Start of Excerpt to read

The project aims to discover the heartbreaking truth and history via mapping and research. Besides, the specific design especially reusing the thousand tons of disused pipes from the exhausting underground water system could be the most practical solution facing the local sustainability issues.
RTF Sustainability Awards 2017
First Award | Category: Interior – Residence 

Architect: Li-Wei Kuo
University: The Bartlett / Royal College of Art (United Kingdom)
Country: United Kingdom

In the 1960s Yun-Lin was Taiwan’s largest exporter of rice products and the second largest producer within Taiwan. The opening of the Yunlin Sixth Naphtha industrial zone in the 1990’s caused various hazards of pollution and emissions of toxic substances. The surrounding regions has been affected by heavy metals, and cultivation had to be stopped. Therefore, Yun-Lin began to transform from an agricultural city to piscatorial city. These Aquaculture fisheries rely on tons of fresh water instead of seawater and thus groundwater resources have became the main and only source of water. Over the past 20 years, due to the continuous abuse of groundwater by factories and local fish farmers, Yunlin City has sunk nearly 900 cm. The sinking has caused a phenomenon where houses quite suddenly collapse into the fishing holes destroying the house and causing casualties. These houses and their residents cannot be found as the holes can drop almost meters deep. This phenomenon has already killed almost 2,000 people. The industrial organisation bribes the local government to continue supporting their scheme and convince people that the sinking was an “unavoidable natural disaster” as earthquakes. Besides spreading such rumours, the media has also gradually turned to ignore the issue and residents who are old cannot relocate due to a lack of resources and poverty. To this date this problem persists and is not exposed or resolved. Under these circumstances, this project approaches subsidence to investigate other possible water-scenarios and how the city can become resilient to the urgent situation.

Oyster aquaculture, however, is the most sustainable fishing industry comparing to cultivate another species such as tilapia, tuna and salmon. It dose not need a great amount of pure water resource from underground strata to sustain the oyster farms, but 90 percent of sea water could be directly used instead. It implicates that farmers do not necessarily have to drawn out underground water and the subsidence issue might gradually slow down if the oyster cultivation could be spread in a larger scale.

End of Excerpt to read
Start of Records

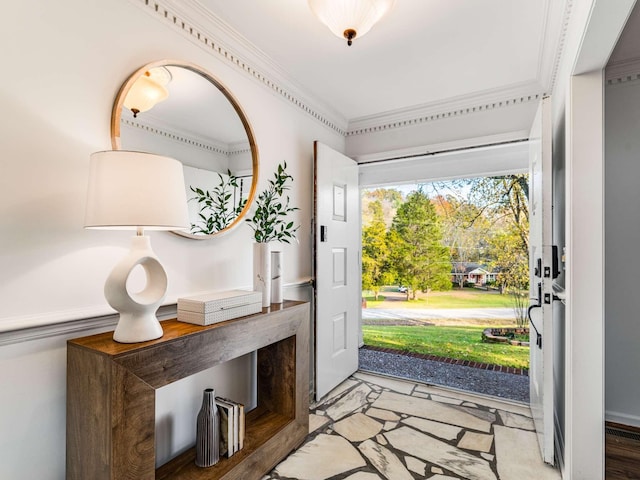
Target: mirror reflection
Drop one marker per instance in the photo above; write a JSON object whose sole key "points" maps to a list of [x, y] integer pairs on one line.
{"points": [[178, 110]]}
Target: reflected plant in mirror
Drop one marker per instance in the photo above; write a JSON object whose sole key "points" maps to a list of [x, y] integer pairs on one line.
{"points": [[269, 221], [219, 207]]}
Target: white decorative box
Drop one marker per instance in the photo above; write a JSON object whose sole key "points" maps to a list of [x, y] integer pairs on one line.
{"points": [[217, 307]]}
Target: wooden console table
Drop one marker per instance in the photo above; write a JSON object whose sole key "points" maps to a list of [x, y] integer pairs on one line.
{"points": [[111, 395]]}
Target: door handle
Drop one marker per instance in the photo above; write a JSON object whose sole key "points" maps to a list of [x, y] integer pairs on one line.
{"points": [[531, 307]]}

End of Records

According to the award entry on Yun-Lin above, by how much has Yunlin City sunk over the past 20 years?

### Answer space
Nearly 900 cm.